WRITTEN PROBLEM →
Count how many lines of the records below contain the word "blue". Reply with the number only.

DATA LISTING →
%%
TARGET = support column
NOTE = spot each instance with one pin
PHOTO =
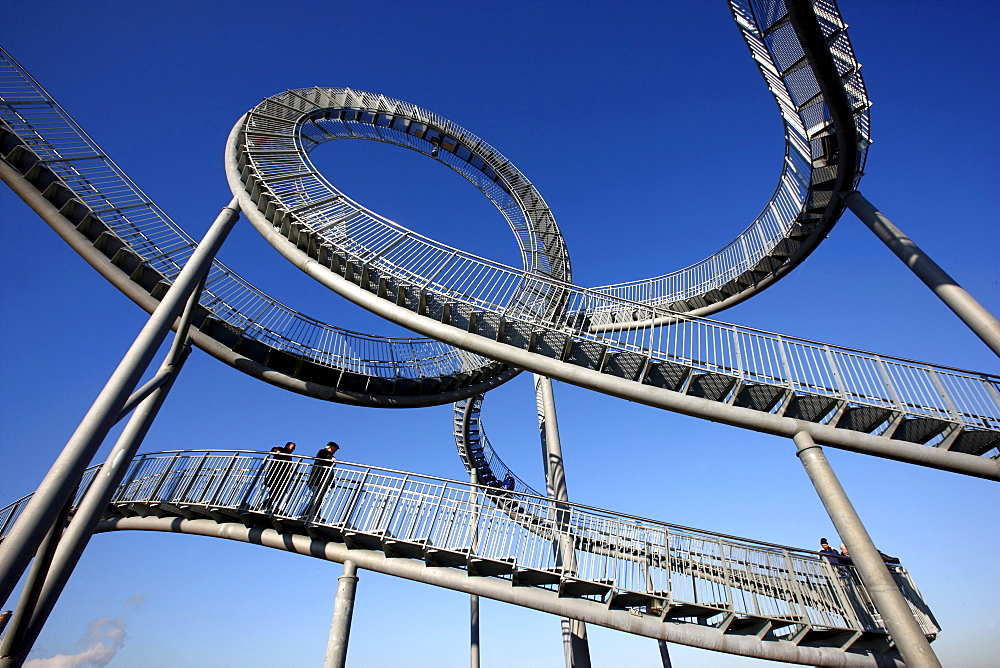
(56, 488)
(343, 611)
(906, 632)
(15, 637)
(473, 598)
(574, 632)
(664, 654)
(31, 615)
(964, 305)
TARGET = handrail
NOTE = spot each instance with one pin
(66, 149)
(669, 564)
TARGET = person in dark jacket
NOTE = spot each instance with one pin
(277, 473)
(319, 478)
(831, 554)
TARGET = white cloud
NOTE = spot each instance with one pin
(136, 600)
(103, 640)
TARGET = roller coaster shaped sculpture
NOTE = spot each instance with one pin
(647, 341)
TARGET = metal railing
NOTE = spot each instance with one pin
(417, 263)
(670, 565)
(63, 146)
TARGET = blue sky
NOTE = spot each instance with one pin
(653, 139)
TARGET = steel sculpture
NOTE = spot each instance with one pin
(630, 573)
(645, 341)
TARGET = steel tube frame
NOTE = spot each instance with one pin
(574, 632)
(474, 657)
(11, 655)
(543, 600)
(343, 611)
(56, 488)
(32, 617)
(622, 388)
(885, 595)
(964, 305)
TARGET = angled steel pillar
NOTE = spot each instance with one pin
(964, 305)
(343, 611)
(56, 488)
(888, 600)
(11, 654)
(33, 611)
(574, 632)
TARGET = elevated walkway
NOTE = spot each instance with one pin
(645, 577)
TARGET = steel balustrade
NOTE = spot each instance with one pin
(674, 573)
(109, 211)
(887, 397)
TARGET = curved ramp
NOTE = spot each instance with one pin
(51, 163)
(654, 579)
(748, 378)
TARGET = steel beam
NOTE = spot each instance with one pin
(31, 619)
(624, 388)
(543, 600)
(55, 489)
(884, 592)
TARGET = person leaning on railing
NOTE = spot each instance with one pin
(319, 478)
(277, 473)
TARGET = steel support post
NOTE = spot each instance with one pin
(902, 626)
(474, 631)
(574, 632)
(10, 654)
(473, 599)
(55, 489)
(664, 653)
(343, 611)
(30, 618)
(964, 305)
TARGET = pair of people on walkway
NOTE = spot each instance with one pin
(278, 474)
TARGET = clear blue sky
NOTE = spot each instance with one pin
(651, 135)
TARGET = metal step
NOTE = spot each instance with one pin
(357, 540)
(712, 386)
(810, 407)
(551, 344)
(863, 418)
(463, 316)
(587, 354)
(401, 549)
(534, 578)
(490, 567)
(757, 627)
(667, 375)
(976, 441)
(518, 334)
(919, 430)
(701, 612)
(489, 324)
(454, 558)
(626, 365)
(759, 397)
(575, 588)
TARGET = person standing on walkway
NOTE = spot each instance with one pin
(277, 473)
(319, 479)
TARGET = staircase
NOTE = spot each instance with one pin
(648, 577)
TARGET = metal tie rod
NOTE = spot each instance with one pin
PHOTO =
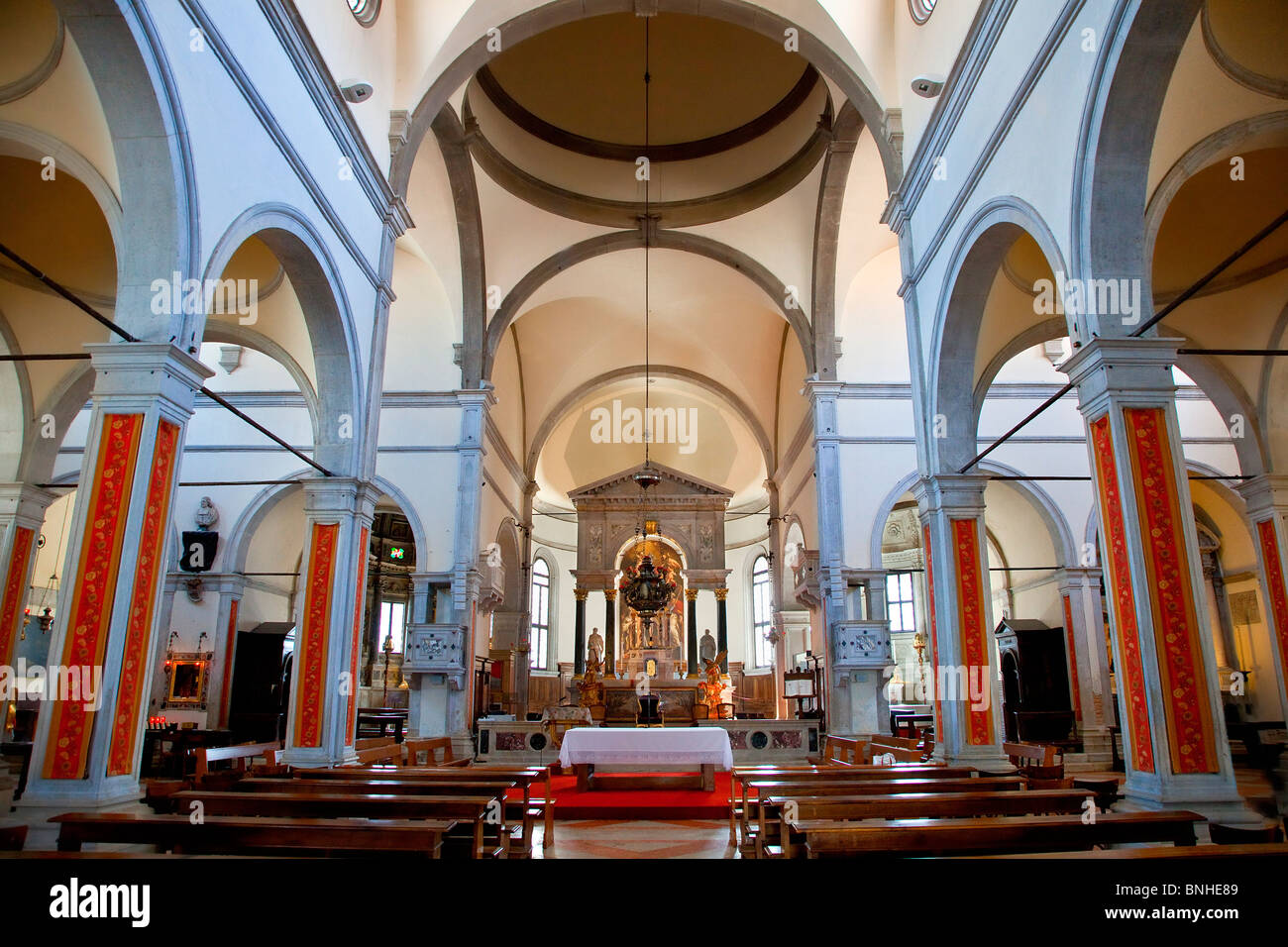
%%
WRITTEN ANSWER →
2